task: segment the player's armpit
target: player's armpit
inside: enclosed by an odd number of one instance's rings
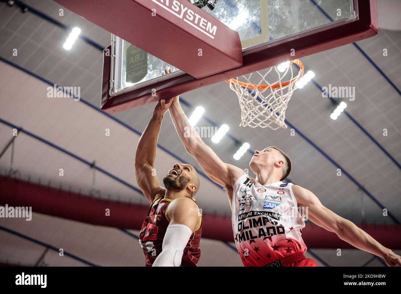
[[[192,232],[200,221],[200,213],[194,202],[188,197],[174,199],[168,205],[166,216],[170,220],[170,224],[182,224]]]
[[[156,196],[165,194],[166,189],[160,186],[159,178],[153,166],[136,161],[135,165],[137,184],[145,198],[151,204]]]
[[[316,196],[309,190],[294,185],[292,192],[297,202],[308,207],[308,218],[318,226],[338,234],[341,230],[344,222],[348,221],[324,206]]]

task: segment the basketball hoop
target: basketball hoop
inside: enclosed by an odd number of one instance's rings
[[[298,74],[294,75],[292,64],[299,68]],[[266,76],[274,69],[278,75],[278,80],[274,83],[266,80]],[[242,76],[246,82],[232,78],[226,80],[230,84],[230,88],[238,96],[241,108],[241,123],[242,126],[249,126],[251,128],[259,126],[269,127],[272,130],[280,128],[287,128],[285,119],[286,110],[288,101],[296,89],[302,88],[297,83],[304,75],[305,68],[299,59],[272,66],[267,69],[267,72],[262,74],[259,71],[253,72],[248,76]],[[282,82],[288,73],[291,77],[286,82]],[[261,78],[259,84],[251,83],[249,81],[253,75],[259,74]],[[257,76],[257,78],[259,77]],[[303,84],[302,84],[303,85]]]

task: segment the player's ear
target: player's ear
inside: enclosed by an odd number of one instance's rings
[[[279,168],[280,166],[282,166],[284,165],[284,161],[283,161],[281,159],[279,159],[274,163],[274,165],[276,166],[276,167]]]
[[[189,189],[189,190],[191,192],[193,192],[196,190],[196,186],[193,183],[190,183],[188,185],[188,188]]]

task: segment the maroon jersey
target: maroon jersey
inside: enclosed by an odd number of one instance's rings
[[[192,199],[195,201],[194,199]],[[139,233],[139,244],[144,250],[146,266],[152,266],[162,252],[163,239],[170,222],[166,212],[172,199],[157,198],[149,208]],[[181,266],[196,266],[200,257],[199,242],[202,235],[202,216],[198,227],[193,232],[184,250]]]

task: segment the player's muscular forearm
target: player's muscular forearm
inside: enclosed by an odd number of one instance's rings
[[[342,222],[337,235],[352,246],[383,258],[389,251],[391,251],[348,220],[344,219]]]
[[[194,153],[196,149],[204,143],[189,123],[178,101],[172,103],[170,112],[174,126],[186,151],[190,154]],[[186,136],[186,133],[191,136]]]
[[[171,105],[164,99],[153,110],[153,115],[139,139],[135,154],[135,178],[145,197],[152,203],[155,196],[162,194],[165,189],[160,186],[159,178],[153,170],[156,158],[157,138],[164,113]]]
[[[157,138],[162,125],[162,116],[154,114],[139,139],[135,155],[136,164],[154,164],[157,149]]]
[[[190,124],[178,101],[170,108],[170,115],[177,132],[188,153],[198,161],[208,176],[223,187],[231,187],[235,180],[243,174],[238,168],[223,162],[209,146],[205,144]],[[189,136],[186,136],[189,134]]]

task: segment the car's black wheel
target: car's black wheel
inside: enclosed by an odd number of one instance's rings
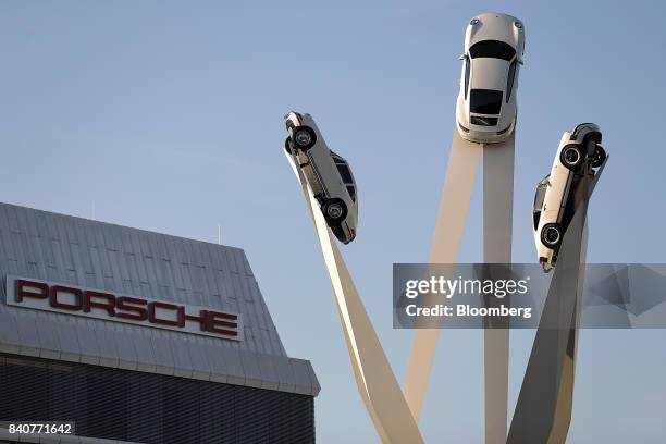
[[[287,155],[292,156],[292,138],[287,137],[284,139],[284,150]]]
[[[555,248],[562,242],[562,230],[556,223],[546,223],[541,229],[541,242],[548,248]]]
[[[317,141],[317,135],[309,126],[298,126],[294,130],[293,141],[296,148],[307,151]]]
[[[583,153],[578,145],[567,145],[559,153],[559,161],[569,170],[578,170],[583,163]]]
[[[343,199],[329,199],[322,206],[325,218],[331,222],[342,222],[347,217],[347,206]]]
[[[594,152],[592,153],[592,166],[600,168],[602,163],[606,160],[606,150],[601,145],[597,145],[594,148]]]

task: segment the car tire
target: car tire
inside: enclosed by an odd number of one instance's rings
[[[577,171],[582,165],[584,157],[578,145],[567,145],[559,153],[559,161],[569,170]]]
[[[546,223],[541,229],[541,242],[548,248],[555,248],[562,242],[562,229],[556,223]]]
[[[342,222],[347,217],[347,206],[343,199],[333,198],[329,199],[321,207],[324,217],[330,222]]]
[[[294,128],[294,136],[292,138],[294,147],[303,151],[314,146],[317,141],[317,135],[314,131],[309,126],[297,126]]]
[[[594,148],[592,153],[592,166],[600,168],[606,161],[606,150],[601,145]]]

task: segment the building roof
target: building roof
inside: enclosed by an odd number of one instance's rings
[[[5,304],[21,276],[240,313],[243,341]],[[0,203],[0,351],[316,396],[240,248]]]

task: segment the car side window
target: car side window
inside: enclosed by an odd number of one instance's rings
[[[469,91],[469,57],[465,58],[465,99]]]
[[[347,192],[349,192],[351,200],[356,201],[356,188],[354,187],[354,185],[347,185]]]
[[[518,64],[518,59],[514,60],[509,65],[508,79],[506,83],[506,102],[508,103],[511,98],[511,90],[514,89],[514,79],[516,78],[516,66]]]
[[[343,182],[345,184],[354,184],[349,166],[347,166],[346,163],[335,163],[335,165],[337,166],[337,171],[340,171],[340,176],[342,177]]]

● ● ● ● ● ● ●

### Requirement
Retype verbatim only the lines beginning with the line that contains "task: segment the car's black wheel" and ending with the last line of the listing above; pictures are to be excluded.

### Expected answer
task: segment the car's black wheel
target: car's black wheel
inside: enclosed by an odd number of one instance's rings
[[[287,155],[292,156],[292,138],[287,137],[284,139],[284,150]]]
[[[555,248],[562,242],[562,230],[556,223],[546,223],[541,229],[541,242],[548,248]]]
[[[317,141],[317,135],[309,126],[298,126],[294,130],[293,141],[296,148],[307,151]]]
[[[583,153],[578,145],[567,145],[559,153],[559,161],[569,170],[578,170],[583,163]]]
[[[343,199],[329,199],[322,206],[325,218],[331,222],[342,222],[347,217],[347,206]]]
[[[594,152],[592,153],[592,166],[600,168],[602,163],[606,160],[606,150],[601,145],[597,145],[594,148]]]

task: segment the car tire
target: car tire
inside: enclosed by an odd number of one instance's rings
[[[577,171],[582,165],[584,157],[578,145],[567,145],[559,153],[559,161],[569,170]]]
[[[546,223],[541,229],[541,242],[548,248],[555,248],[562,242],[562,229],[556,223]]]
[[[342,222],[347,217],[347,206],[343,199],[333,198],[329,199],[321,207],[324,217],[330,222]]]
[[[294,128],[294,136],[292,138],[294,147],[303,151],[314,146],[317,141],[317,135],[314,131],[309,126],[297,126]]]
[[[594,148],[592,153],[592,166],[600,168],[606,161],[606,150],[601,145]]]

task: segment the building roof
target: building roof
inside: enclosed by an odd number of one instance's rings
[[[5,304],[21,276],[240,313],[243,341]],[[0,203],[0,351],[316,396],[240,248]]]

task: segment the car side window
target: car side window
inside: enclosed by an odd number of one instance's rings
[[[469,91],[469,57],[465,58],[465,99]]]
[[[347,192],[349,192],[351,200],[356,201],[356,188],[354,187],[354,185],[347,185]]]
[[[518,64],[518,59],[514,60],[509,65],[508,79],[506,83],[506,102],[508,103],[511,98],[511,90],[514,89],[514,79],[516,78],[516,66]]]
[[[343,182],[345,184],[354,184],[349,166],[347,166],[346,163],[335,163],[335,165],[337,166],[337,171],[340,171],[340,176],[342,177]]]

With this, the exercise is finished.